» Given passage
━━━

In [1]:
import os
import sys
module_path = os.path.abspath(os.path.join('../..'))
if module_path not in sys.path:
    sys.path.append(module_path)

In [2]:
import numpy as np
import pandas as pd
import matplotlib.pyplot as plt

from sklearn.model_selection import KFold
from sklearn.preprocessing import StandardScaler

from lmmvae.dim_reduction_images import run_dim_reduction_images
from lmmvae.simulation import Count

In [3]:
images_df = pd.read_csv('../../data/celeba_small.csv')

images_df.head()

Unnamed: 0,img_file,lefteye_x,lefteye_y,righteye_x,righteye_y,nose_x,nose_y,leftmouth_x,leftmouth_y,rightmouth_x,rightmouth_y,celeb_orig,celeb
0,000001.png,69,109,106,113,77,142,73,152,108,154,2880,1540
1,000002.png,69,110,107,112,81,135,70,151,108,153,2937,1573
2,000003.png,76,112,104,106,108,128,74,156,98,158,8692,4689
3,000004.png,72,113,108,108,101,138,71,155,101,151,5805,3128
4,000005.png,66,114,112,112,86,119,71,147,104,150,9295,5005


In [4]:
from PIL import Image

def read_image(img_file, height=72, width=60):
    img = Image.open(img_file)
    img = img.resize((width, height))
    img = np.asarray(img, dtype=np.float32) / 255.
    return img

In [5]:
images = []
img_path = '../../data/img_align_celeba_png/'
for img_file in images_df['img_file']:
    # images.append(plt.imread(img_path + img_file))
    images.append(read_image(img_path +  img_file))

X = np.array(images)

RE_cols = ['celeb']
Z = images_df[RE_cols].values

print(X.shape) # (10000, 72, 60, 3)
print(Z.shape) # (10000, 1)
del images

(10000, 72, 60, 3)
(10000, 1)


In [6]:
from pympler import asizeof
asizeof.asizeof(X)

518400176

In [7]:
n_cats_celebs = len(images_df['celeb'].unique())
print(f'no. of sources: {n_cats_celebs}')

━━━

» Written task 1
Recast the code block in the notebook that begins "images = []" as a short bulleted list of the steps it performs.
The notebook above has no connection to the records that follow.

(Dataset records)

━━━

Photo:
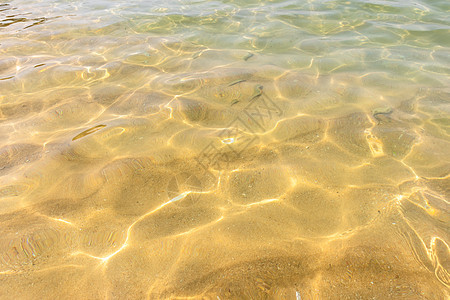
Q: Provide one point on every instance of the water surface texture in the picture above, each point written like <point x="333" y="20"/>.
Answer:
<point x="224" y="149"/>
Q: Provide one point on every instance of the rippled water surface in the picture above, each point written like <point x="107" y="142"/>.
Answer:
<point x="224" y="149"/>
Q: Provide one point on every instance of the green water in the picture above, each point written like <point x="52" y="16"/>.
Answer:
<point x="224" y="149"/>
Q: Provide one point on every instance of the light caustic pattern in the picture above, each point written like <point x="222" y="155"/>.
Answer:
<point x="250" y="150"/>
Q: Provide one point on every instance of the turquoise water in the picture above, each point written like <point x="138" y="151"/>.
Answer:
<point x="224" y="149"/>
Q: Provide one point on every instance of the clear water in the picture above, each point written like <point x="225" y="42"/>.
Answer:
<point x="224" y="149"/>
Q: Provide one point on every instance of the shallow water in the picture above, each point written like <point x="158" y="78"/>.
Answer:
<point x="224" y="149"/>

━━━

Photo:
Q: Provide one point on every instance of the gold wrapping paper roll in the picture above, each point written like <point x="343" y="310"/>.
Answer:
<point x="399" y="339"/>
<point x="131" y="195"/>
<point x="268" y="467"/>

━━━

» Written task 2
List each line of the records that contains the string "surface".

» Final result 1
- Creates an empty list named images and sets the image folder path to '../../data/img_align_celeba_png/'.
- Loops over the img_file column of images_df, loading each file with read_image and appending the result to the list.
- Converts the list to a NumPy array, X.
- Sets RE_cols to ['celeb'] and stores the values of that column from images_df in Z.
- Prints the shapes of X, (10000, 72, 60, 3), and of Z, (10000, 1).
- Deletes the images list.

» Final result 2
Q: Provide one point on every instance of the water surface texture in the picture above, each point written like <point x="333" y="20"/>.
Q: Provide one point on every instance of the rippled water surface in the picture above, each point written like <point x="107" y="142"/>.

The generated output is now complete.